> Document extract
If you're curious about the heaviest weighted tf-idf terms in each
cluster the next code chunk provides the top five weighted terms used in
each cluster. If a cluster has ...
no terms met the minimum tf-idf
cut-off. Below this I provide a bar plot of the frequencies of clusters
to help put the other information into perspective.
invisible(Map(function(x, y){
if (is.null(x)) {
cat(sprintf("Cluster %s: ...\n", y))
} else {
m <- dplyr::top_n(x, 5, n)
o <- paste(paste0(m[[1]], " (", m[[2]], ")"), collapse="; ")
cat(sprintf("Cluster %s: %s\n", y, o))
}
}, get_terms(ca5, .02), names(get_terms(ca5, .02))))
## Cluster 1: medicare (5); back (2); topic (2)
## Cluster 2: can (3); get (3); just (3); candy (2); chance (2); going (2); indicated (2); major (2); mister (2); president (2); private (2); product (2); second (2); someone (2); spontaneous (2); still (2)
## Cluster 3: sorry (3)
## Cluster 4: absolutely (3)
## Cluster 5: dodd (3); frank (3); regulation (3); banks (2)
## Cluster 6: yes (3)
## Cluster 7: let (4); bob (2)
## Cluster 8: ...
## Cluster 9: first (3); one (3); way (3); become (2); came (2); cut (2); governor (2); israel (2); nation (2); number (2); office (2); sunday (2)
## Cluster 10: time (3); issue (2); used (2)
## Cluster 11: well (3)
## Cluster 12: respond (2)

[Point localization data]
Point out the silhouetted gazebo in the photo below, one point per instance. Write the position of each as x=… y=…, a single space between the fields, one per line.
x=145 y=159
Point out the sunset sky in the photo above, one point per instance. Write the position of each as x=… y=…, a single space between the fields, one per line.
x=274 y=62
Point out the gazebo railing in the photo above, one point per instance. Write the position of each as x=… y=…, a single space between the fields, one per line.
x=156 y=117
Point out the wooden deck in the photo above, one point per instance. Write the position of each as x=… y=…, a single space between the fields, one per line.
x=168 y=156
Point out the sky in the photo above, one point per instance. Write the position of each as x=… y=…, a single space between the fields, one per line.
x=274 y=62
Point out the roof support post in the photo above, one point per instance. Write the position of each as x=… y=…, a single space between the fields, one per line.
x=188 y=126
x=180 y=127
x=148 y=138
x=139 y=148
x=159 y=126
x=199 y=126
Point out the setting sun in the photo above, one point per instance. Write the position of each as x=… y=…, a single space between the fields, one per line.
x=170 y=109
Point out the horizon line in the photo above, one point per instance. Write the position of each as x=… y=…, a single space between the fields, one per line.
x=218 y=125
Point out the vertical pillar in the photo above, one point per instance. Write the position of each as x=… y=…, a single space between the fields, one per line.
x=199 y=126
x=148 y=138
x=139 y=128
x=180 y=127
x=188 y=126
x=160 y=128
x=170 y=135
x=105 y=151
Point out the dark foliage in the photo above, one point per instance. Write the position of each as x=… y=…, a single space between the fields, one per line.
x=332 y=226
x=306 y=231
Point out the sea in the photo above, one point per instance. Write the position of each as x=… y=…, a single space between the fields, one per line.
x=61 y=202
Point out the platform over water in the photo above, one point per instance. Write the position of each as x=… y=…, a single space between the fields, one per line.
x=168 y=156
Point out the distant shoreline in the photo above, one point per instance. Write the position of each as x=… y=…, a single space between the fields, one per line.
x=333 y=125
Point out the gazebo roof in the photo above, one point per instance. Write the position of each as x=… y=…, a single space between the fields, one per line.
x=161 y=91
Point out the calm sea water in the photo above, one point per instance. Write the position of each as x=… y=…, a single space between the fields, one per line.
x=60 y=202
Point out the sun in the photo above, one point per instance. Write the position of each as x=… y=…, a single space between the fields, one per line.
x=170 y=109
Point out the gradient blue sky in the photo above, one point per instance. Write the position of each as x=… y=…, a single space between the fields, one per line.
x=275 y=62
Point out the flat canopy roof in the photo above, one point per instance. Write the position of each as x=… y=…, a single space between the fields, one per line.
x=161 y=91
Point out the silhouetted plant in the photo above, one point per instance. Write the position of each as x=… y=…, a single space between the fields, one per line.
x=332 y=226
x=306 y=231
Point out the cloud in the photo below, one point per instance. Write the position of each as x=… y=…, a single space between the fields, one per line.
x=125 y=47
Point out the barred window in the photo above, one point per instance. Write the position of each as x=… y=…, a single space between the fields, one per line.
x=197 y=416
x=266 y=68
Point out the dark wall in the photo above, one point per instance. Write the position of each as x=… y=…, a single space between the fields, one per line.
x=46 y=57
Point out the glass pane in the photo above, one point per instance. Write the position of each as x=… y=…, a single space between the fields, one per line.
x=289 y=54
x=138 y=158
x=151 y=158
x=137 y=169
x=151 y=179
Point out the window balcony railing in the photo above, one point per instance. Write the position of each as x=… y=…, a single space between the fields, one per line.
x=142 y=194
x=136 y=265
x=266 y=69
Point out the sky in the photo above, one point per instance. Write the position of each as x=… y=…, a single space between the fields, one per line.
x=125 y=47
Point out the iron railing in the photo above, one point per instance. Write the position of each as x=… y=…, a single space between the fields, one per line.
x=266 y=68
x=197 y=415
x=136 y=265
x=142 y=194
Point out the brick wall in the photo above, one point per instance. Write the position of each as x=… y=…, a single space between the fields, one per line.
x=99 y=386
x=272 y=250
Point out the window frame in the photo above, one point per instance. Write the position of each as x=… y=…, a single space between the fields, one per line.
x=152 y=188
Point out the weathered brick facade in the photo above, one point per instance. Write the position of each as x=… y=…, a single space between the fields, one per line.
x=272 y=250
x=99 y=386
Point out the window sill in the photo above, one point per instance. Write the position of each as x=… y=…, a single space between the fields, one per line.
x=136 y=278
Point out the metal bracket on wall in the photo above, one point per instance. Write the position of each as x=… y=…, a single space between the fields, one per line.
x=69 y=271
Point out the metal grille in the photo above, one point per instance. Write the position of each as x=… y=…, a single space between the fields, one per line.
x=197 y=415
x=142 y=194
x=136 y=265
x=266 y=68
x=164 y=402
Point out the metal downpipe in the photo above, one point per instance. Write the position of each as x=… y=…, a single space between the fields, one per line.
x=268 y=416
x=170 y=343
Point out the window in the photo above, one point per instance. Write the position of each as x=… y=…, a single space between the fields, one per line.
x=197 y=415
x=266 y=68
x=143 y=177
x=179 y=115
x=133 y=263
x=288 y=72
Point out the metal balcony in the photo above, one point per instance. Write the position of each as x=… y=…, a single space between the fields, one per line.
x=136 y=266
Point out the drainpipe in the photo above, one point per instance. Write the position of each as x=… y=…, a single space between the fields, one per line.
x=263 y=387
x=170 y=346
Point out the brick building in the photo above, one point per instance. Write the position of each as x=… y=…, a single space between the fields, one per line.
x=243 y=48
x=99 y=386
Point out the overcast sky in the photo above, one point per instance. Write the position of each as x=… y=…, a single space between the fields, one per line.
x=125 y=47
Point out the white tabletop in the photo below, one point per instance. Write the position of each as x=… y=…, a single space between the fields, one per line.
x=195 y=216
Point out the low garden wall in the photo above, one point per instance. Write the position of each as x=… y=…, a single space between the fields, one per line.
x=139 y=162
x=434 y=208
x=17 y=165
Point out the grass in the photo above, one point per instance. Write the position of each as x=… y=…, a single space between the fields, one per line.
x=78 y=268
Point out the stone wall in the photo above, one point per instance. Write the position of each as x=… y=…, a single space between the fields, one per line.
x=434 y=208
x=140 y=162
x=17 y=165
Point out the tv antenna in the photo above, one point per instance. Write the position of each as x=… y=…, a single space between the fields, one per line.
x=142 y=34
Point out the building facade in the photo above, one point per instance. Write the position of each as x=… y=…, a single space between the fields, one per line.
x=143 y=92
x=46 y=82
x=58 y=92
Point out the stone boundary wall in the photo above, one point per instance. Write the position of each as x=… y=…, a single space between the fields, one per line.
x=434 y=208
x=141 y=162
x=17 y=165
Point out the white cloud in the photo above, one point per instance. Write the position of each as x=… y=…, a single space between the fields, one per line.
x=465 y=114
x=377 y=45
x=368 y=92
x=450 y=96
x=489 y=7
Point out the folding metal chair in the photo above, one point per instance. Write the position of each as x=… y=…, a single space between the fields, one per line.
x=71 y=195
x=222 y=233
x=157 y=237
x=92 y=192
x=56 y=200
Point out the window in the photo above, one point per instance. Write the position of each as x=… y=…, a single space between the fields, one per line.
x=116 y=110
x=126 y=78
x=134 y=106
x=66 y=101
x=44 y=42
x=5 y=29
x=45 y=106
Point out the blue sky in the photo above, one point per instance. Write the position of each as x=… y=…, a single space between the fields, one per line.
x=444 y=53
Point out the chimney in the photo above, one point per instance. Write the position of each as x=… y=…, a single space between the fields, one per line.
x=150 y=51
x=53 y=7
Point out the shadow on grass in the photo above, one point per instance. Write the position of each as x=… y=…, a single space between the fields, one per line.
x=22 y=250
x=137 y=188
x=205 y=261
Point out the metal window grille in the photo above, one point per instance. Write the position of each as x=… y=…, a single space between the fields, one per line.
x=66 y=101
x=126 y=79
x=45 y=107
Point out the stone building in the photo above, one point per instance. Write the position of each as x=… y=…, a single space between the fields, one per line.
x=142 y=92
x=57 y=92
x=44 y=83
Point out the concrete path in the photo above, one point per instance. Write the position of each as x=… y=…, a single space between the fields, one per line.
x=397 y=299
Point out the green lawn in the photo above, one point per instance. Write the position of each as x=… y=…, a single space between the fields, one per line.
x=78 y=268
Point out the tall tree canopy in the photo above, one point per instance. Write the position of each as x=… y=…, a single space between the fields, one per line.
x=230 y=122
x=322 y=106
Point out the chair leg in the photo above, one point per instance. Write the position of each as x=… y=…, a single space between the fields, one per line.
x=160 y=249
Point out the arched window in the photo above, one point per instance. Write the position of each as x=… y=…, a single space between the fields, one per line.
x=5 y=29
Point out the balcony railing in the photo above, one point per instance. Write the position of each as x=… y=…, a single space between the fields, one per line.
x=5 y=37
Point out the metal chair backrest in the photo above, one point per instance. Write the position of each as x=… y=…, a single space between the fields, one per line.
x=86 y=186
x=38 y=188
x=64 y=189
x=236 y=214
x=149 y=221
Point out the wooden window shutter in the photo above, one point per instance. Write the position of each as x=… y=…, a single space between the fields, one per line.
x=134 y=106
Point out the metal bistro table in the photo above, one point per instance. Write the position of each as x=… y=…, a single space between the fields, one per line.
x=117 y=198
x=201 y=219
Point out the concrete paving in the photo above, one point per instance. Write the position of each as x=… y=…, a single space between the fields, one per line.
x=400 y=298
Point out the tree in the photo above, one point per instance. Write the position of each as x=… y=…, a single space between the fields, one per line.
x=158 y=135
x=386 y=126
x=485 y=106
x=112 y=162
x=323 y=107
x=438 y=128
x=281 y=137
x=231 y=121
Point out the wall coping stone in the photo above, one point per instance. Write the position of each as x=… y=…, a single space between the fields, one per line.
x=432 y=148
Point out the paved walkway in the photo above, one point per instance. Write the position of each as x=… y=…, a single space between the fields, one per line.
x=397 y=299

> Problems and tasks
• A. Answer these questions about the tf-idf clustering tutorial:
(i) How many top weighted terms does the code chunk give for each cluster?
(ii) What cut-off value is passed to get_terms in the code?
(iii) Which cluster lists "medicare," and with what count?
• B. Write the next part of the tf-idf clustering tutorial, starting after its final line of cluster output.
You can skip the listing; none of the work depends on it.

> Task-by-task answers
• A.
(i) Five
(ii) .02
(iii) Cluster 1, with a count of 5

• B.
## Cluster 13: ...
## Cluster 14: choice (2); economy (2); election (2); forward (2); whether (2)
## Cluster 15: companies (2); investing (2)
## Cluster 16: great (3)
## Cluster 17: done (3); leadership (3); get (2); role (2)
## Cluster 18: say (3); party (2)
## Cluster 19: energy (3)
## Cluster 20: yeah (3); good (2); thanks (2)
## Cluster 21: detroit (3); answer (2)
## Cluster 22: coal (3); oil (3); bunch (2); governor (2); iowa (2); jobs (2); wind (2)
## Cluster 23: cut (2); federal (2); land (2); licenses (2); permits (2); waters (2)
## Cluster 24: true (4)
## Cluster 25: cut (3); much (3)
## Cluster 26: question (5); answer (3)
## Cluster 27: right (2)
## Cluster 28: actually (3); got (2)
## Cluster 29: production (4); government (2); land (2)
## Cluster 30: governor (9); romney (2)
## Cluster 31: believe (2)
## Cluster 32: candy (5)
## Cluster 33: balance (2); budget (2); military (2); trillion (2)
## Cluster 34: women (3)
## Cluster 35: want (5); make (4); sure (4); immigration (2)
## Cluster 36: ...
## Cluster 37: lorraine (2)
## Cluster 38: pension (4); chinese (2); investments (2); looked (2); mister (2); outside (2); trust (2)
## Cluster 39: check (3); record (3)
## Cluster 40: pakistan (2)
## Cluster 41: act (3); attack (3); terror (3); day (2); garden (2); rose (2); said (2)
## Cluster 42: troops (4); agreement (2); forces (2); thought (2); thousand (2)
## Cluster 43: happy (3)
## Cluster 44: indicated (3)
## Cluster 45: syria (3)
## Cluster 46: ten (2); years (2)
## Cluster 47: iran (2)
## Cluster 48: industry (3); liquidate (3)
## Cluster 49: look (3); can (2); people (2)
## Cluster 50: wrong (4)
invisible(summary(ca5))
It appears that in fact the topics do cluster within segments of time as we'd expect. This is more apparent when turn of talk is used as the unit of analysis (document level) rather than each sentence.